Statehood was also conceivable during the turbulent 1980s and early 1990s when Israel itself remained a sluggish socialist economy. It was yet to be revived by venture capital and a million anti-communist Russian immigrants fueling a turn to the right and spurring a technological miracle.
But history moves on. Today in the entire world almost no ethnic group is less deserving of a state of its own. When the U.S. and the UN endorsed and financed Yassir Arafat’s return from Tunisia and delivered the terrorities into the sanguinary hands of a Jihadist cult led by this fervent admirer of Hitler’s Mein Kampf, the “two state solution” became a suicide pact for Israel.
When the PLO launched two murderous Intifadas within a little over a decade, responded to withdrawals from southern Lebanon and from Gaza with scores of thousands of rockets on Israeli towns, spurned every sacrificial offer of “Land for Peace” from Oslo through Camp David, reversed many of the huge economic gains fostered by Israel in the Territories between 1967 and 1990, and allowed the ascendancy of the nihilist anti-Semites of Hamas in Gaza and Hizbollah in Lebanon, the die was cast.
As current Palestinian leaders continue to name city squares after the most murderous suicide bombers, continue to indoctrinate generations of Palestinian youth in school with a genocidal ideology that reduces Jews to a subhuman status of “rodents and vermin”, we can finally say “enough already.” It is over. Regardless of what Netanyahu may say in an attempt to placate Obama, Israel cannot allow a festering Palestinian state to be embedded in its heart.

### Material provided
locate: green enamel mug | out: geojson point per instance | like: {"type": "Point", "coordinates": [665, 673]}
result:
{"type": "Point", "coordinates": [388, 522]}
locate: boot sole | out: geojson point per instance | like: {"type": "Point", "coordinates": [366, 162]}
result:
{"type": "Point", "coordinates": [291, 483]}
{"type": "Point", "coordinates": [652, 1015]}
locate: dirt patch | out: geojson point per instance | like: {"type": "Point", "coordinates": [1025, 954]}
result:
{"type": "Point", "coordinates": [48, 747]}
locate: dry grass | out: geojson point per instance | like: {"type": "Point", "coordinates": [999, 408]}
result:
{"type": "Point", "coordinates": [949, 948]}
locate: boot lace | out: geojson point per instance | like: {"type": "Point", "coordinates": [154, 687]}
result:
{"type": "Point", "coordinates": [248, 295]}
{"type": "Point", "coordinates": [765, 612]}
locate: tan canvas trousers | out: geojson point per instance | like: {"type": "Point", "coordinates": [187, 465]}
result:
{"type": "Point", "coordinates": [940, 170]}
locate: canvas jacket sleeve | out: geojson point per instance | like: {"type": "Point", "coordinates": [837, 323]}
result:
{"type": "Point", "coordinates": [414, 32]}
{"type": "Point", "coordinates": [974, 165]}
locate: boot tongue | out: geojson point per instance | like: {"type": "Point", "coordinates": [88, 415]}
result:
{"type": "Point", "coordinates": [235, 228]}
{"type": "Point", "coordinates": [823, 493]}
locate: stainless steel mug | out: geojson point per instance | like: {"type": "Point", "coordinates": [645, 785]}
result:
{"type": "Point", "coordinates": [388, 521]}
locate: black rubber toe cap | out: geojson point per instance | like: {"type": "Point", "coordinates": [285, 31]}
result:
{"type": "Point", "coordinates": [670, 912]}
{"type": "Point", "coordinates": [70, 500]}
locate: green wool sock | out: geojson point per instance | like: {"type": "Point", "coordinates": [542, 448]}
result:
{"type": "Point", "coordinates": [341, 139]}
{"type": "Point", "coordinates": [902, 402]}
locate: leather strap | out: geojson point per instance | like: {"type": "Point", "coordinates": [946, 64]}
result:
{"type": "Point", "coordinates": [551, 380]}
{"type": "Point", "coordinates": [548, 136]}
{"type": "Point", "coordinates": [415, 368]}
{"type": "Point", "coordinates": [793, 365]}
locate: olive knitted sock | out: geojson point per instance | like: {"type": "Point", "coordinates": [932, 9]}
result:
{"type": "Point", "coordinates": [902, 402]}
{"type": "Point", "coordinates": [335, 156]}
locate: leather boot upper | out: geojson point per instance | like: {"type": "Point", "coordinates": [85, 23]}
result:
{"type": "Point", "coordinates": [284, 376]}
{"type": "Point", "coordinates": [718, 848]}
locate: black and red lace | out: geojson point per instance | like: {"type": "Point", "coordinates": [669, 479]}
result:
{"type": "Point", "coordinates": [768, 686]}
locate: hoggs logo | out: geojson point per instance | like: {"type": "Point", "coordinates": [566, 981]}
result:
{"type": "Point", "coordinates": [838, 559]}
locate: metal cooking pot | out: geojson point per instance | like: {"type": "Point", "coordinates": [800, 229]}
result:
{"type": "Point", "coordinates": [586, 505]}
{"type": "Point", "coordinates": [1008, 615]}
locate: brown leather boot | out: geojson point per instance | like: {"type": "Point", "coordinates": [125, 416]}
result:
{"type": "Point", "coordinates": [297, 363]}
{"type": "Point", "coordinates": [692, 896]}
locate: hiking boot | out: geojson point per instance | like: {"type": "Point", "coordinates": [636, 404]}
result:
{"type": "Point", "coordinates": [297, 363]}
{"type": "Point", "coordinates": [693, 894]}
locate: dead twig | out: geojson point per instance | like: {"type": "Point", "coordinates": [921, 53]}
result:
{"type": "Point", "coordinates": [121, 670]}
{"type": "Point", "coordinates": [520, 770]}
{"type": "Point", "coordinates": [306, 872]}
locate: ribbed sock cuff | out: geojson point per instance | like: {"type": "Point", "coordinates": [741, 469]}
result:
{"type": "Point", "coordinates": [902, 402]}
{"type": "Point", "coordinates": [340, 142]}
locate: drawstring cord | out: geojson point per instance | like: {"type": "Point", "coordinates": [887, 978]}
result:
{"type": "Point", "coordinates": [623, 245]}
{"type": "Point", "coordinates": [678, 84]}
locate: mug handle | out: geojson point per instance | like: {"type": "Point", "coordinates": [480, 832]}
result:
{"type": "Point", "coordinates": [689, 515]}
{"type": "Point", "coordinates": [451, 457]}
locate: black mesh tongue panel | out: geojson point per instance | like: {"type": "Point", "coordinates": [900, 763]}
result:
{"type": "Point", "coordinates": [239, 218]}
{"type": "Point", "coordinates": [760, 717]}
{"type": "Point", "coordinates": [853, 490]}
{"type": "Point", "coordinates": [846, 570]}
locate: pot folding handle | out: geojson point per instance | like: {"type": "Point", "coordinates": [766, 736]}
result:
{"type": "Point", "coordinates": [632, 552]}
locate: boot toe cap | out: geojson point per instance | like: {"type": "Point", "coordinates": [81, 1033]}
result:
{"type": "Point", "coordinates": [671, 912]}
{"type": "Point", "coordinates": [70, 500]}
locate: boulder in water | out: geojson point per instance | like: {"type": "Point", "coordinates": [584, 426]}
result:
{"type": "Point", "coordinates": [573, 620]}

### Tasks and exercises
A) In the excerpt on Palestinian statehood, which groups does the author say gained ascendancy in Gaza and in Lebanon?
B) Retype part of the excerpt on Palestinian statehood word for word, starting with "Statehood was also" and going on through "pact for Israel.".

### Responses in order
A) Hamas in Gaza and Hizbollah in Lebanon.

B)
Statehood was also conceivable during the turbulent 1980s and early 1990s when Israel itself remained a sluggish socialist economy. It was yet to be revived by venture capital and a million anti-communist Russian immigrants fueling a turn to the right and spurring a technological miracle.
But history moves on. Today in the entire world almost no ethnic group is less deserving of a state of its own. When the U.S. and the UN endorsed and financed Yassir Arafat’s return from Tunisia and delivered the terrorities into the sanguinary hands of a Jihadist cult led by this fervent admirer of Hitler’s Mein Kampf, the “two state solution” became a suicide pact for Israel.